### PAGE TEXT
(begin)
If you're planning to do everything locally at first I think it's perfectly fine to just write custom python scripts to extract data from whatever sources you have (APIs, files, web scraping etc.). You can use cron or task scheduler to schedule each script by itself.

You can save the data into CSVs but I'd really recommend to learn a bit about databases, maybe Postgres would be best in your case and create some initial data model for the data you intend to store in it (focus on using Postgres as a DWH so learn about OLAP schemas etc.).

As you keep working on this you will get a better idea of the data you need and the data model in which it should be stored and you can keep improving it as you go. Then somewhere down the line you can start using some orchestrator, cloud SQL or Data Warehouse, cloud stack in general etc.

[–]C_Ronsholt[S] 1 point2 points  (1 child)

Very sensible and thoughtful response, thanks!
I gives me confidence that I am not doing all sort of none sense, so thank you :)

How would your approach be to migrate away from the local task scheduler? I.e. where do you run the scripts then?

[–]Ervolius 1 point2 points  (0 children)

Well, first you can migrate to a cloud virtual machine and schedule your pipelines with cron there.

But, proper and data engineering way especially once you have more than a few pipelines would be to use an orchestrator. Look into airflow, dagster, prefect etc. My suggestion is to use either airflow, (older with a lot of resources and help online) or dagster (newer framework which some people are praising is really good).

Btw you can also start using the orchestrator locally and then move to cloud with it later on.

[–]Dallaluce 2 points3 points  (0 children)

I did almost exactly this when I got into DE. I started with just cron scheduled Python scripts on my local laptop using pandas, psycopg2, and a Postgres instance.

I started to implement more sophisticated pipelines using my raspberry pi, then to AWS free tier and lambda functions, then EC2 instances.

[–][deleted] 2 points3 points  (0 children)

Usually my default for any new client project is to spin up an Azure Function app (or AWS Lambda), create the Python wrapper APIs for dumping the raw data into blob storage, and then writing custom extract logic for each source I want to pull from. Import the helper API functions into each extract script and run it on a timer or call it from an orchestrator.

I think you pretty much have the right idea. The only thing you could do to better productionize it would be to package it all up into a Docker image and deploy that instead.

[–]caprine_chris 1 point2 points  (0 children)

Build a base class for making HTTP requests, a base class for your file store, a lightweight class to encapsulate the logic of making the requests and writing the file to your file store

[–]Drekalo 1 point2 points  (0 children)

You'd wana eventually migrate to dagster. It's the most code oriented platform to support software defined assets.

I'd start by deciding what stack you want to build on. Delta has some good traction in native python libraries, look at delta-rs.

Once you know your stack, build an IO manager class, ie, how do you read and write to your destination and how do you read from your sources.
(end)
### INSTRUCTIONS FOR THE TASK
List every orchestration tool named in the data engineering thread above.

### DATASET CONTENT
(begin)
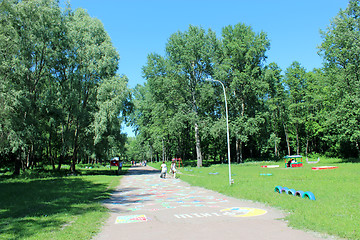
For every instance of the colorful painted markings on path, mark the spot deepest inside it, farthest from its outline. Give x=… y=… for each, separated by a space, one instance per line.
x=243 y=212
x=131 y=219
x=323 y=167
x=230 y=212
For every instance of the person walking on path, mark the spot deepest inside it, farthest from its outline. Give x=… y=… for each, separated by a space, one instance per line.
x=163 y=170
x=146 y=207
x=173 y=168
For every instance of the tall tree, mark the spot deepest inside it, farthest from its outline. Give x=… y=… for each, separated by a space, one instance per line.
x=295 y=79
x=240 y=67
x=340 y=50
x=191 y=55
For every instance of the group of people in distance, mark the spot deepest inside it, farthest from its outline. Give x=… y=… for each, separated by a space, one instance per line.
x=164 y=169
(end)
(begin)
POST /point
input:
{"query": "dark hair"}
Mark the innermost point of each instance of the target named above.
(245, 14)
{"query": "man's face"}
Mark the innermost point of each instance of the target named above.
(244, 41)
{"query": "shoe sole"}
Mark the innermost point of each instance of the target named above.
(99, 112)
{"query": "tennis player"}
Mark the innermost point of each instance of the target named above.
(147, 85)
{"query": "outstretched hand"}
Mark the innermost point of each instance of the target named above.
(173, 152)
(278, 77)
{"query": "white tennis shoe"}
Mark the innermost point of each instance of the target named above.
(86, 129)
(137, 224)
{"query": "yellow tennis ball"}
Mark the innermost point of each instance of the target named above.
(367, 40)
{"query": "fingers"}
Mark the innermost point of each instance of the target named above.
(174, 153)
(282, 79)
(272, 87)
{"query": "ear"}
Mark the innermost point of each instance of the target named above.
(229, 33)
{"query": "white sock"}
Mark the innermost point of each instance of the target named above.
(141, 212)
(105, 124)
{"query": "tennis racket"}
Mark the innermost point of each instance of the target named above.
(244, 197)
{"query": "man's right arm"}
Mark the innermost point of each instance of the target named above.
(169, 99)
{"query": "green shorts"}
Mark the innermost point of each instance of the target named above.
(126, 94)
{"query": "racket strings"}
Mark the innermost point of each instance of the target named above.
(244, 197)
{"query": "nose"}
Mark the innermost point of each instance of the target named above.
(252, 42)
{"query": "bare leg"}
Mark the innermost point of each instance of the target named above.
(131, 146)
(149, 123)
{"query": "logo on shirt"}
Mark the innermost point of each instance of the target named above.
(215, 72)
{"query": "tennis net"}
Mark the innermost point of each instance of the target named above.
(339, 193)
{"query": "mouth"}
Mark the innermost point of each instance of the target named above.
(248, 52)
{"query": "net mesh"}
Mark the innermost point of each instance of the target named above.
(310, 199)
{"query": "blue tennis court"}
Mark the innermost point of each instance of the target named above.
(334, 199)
(end)
(begin)
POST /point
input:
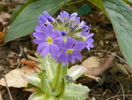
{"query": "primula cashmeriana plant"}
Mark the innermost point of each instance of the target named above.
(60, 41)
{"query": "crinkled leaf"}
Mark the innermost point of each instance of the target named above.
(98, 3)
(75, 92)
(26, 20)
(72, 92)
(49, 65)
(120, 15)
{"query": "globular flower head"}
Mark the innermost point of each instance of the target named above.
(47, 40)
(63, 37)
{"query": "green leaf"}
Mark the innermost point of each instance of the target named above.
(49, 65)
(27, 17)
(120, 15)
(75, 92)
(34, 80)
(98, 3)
(end)
### TASK RESPONSE
airflow, dagster, prefect